## [EXERCISE]
Locate and copy each line in the data that contains the word "sample".

## [RECORD SET]
============

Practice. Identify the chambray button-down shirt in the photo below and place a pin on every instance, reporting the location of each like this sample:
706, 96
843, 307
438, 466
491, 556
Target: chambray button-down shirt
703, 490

============

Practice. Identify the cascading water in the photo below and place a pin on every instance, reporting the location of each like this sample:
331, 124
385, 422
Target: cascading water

============

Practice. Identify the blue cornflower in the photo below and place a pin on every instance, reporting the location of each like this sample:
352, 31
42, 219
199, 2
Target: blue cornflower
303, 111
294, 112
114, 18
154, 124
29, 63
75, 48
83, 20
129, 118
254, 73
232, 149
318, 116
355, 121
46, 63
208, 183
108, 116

============

## [EXERCISE OUTPUT]
Practice. Identify the chambray button-down shirt in the photo below and place a pin on every instance, reporting the location of each like this sample:
Practice. Identify the cascading water in the photo below and place a pin on every instance, reporting the location of each like this sample:
Practice. Identify the blue cornflower in the photo below and place a pin on every instance, reporting the location of each like this sample:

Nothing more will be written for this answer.